Yawning means you are tired or bored? Maybe it means something else!

A yawn is an involuntary reflex where the mouth is opened wide, and the lungs take in a lot of air. The air is then exhaled slowly. During this time, the eardrums stretch, and the eyes may also close tight, causing them to water. No thought or action has to be taken to produce a yawn, and the process is similar for everyone. Yawning commonly occurs either before or after sleep, which is why it is usually considered a sign of being tired. Yawning also occurs frequently in people who are doing boring or tedious things.

There is also a social aspect to yawning. Yawning appears to be contagious among humans and other animals, and the contagiousness of a yawn is well documented but hardly understood.

Fast facts on yawning

Here are some key points about yawning. • Babies can yawn, even in the womb. • Yawning is contagious, as part of human’s natural empathic response. • Yawning serves a social function, communicating boredom.

=-=-=

— Required action A —
In the text on yawning, when does yawning commonly occur?
— Required action B —
Using the text on yawning, explain why yawning is usually considered a sign of being tired.
— Required action C —
Write the next few sentences of the text on yawning, picking up after its final bullet point.

Natural-language descriptions of regions
=-=-=

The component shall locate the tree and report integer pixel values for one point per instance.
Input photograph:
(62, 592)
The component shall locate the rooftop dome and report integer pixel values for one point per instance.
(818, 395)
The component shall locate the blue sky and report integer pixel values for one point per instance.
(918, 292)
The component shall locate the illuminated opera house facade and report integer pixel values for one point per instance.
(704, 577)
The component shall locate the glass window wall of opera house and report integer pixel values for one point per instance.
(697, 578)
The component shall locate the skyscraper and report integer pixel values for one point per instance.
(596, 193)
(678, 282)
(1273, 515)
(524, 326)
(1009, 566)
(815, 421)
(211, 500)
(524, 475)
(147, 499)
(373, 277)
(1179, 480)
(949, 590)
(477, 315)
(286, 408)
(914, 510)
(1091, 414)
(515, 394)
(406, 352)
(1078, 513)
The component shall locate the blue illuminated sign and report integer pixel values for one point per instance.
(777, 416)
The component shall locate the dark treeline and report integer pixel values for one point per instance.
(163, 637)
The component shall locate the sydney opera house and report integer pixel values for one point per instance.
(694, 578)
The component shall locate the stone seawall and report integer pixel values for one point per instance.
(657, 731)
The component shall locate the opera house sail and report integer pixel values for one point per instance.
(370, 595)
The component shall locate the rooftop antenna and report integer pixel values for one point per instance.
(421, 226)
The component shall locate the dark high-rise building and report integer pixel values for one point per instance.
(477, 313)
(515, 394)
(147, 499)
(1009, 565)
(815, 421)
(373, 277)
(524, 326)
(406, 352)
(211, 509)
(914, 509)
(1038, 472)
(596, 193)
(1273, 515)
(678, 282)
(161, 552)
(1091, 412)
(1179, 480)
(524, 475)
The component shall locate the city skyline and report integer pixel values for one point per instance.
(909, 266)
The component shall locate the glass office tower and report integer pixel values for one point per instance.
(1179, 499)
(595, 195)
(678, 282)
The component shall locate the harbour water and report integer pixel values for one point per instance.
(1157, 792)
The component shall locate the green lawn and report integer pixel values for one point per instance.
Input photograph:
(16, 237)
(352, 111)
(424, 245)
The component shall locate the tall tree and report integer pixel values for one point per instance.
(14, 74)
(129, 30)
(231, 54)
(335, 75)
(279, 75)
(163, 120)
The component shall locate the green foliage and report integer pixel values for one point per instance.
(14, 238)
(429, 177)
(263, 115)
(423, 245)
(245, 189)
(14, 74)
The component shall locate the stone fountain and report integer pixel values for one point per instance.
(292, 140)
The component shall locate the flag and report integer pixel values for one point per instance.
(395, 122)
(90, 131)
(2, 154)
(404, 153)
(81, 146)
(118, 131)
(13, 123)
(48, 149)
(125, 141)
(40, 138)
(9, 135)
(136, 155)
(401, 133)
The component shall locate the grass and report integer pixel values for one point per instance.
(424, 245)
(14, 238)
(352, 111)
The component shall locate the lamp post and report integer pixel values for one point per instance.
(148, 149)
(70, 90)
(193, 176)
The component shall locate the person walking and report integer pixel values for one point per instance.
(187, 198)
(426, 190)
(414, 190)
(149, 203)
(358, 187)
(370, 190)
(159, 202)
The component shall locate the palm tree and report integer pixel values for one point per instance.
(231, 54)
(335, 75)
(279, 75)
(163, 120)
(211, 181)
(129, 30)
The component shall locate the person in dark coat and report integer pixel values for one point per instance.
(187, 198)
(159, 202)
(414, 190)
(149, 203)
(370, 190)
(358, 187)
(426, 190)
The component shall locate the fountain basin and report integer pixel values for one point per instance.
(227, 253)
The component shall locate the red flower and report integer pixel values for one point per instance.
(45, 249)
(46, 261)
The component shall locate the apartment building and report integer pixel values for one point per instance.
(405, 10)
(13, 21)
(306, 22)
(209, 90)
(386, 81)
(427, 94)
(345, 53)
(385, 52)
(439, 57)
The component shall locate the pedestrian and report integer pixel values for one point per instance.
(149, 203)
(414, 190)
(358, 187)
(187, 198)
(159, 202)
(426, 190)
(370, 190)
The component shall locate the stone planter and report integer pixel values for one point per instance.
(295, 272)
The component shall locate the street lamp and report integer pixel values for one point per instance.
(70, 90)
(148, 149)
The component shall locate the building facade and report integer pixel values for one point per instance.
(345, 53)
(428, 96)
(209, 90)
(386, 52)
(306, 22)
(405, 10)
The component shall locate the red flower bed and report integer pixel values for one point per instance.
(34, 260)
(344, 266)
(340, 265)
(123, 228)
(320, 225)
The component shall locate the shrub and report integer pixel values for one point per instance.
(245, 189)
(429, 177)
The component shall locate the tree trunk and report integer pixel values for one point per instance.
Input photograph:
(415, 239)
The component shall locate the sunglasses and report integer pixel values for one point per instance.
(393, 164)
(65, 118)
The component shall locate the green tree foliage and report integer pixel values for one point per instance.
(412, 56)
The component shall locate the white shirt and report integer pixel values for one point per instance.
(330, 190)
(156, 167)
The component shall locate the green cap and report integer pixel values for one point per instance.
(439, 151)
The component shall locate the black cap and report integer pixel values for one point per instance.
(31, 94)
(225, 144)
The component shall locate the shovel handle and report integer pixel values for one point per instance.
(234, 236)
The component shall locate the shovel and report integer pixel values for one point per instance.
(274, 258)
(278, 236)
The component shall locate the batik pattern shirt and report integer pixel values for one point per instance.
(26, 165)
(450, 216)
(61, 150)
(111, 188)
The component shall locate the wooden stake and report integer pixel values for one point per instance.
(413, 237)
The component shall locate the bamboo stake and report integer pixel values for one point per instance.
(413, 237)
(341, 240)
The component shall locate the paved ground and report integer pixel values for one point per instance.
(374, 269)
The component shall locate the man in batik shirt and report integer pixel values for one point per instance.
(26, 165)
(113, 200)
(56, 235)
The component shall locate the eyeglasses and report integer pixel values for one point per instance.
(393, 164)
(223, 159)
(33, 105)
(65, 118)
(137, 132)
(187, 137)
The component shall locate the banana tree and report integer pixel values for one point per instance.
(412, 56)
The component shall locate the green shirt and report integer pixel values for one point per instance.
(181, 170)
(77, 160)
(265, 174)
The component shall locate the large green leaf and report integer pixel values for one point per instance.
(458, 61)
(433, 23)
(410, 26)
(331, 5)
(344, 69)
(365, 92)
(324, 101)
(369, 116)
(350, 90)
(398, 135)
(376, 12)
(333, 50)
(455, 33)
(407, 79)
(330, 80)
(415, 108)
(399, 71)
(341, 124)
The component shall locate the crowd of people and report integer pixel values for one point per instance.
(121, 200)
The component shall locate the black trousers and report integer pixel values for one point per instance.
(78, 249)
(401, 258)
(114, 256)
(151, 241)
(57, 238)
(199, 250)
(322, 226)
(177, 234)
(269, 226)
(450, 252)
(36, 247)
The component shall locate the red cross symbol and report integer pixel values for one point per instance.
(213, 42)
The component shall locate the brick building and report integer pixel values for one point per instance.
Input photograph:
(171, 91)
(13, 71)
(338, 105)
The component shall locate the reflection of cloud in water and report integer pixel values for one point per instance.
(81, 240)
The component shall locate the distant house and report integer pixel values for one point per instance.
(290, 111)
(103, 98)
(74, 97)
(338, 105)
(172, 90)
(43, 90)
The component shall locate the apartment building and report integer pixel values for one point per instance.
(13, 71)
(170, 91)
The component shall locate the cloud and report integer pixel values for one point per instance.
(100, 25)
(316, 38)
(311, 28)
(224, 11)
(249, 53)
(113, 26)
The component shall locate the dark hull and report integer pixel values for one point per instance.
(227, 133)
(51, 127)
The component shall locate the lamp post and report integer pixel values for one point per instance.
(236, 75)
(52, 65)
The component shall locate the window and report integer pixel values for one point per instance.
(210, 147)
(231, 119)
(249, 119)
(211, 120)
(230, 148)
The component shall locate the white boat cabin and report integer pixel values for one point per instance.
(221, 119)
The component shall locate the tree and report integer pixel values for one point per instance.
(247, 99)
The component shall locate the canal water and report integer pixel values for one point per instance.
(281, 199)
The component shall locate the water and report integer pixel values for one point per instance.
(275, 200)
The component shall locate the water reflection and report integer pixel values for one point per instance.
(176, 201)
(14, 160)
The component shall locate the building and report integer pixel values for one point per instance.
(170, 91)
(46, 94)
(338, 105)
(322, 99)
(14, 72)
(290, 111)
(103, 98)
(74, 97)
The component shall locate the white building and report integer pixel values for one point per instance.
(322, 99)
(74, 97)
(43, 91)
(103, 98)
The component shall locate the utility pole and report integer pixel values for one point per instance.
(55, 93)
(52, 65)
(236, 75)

=-=-=

— Result A —
Yawning commonly occurs either before or after sleep.

— Result B —
Yawning is usually taken as a sign of tiredness because it commonly occurs either before or after sleep.

— Result C —
What are the potential causes of yawning?

There is no definitive reason for a yawn yet. Many proposed theories have surfaced and been studied, and they provide some clues.

A change of state

Changes in state of being may be a possible cause for yawning. For example, when preparing to go to sleep or after waking up.

Yawning is commonly thought to be a sign of sleepiness or boredom, though this is not always the case.

While someone who yawns may be tired, the heart rate quickly rises during a yawn. This increased heart rate suggests yawning can be a sign of alertness rather than sluggishness. Yawning, in general, may simply be a way for the body to change the state of awareness it is in:

• Before bed: yawning could be taken as a sign that the body is preparing for sleep.

• When bored: yawning while doing a boring task may be a sign of the brain transitioning from a high level of alertness to a lower one.

• After exercise or sport: yawning after an intense sports activity may be a sign of transitioning from high energy to low energy in the brain.

People may also yawn when changing physical states as well, such as moving from an area of high pressure to low pressure. This pressure can build up in the eardrums and may cause the person to yawn to release it.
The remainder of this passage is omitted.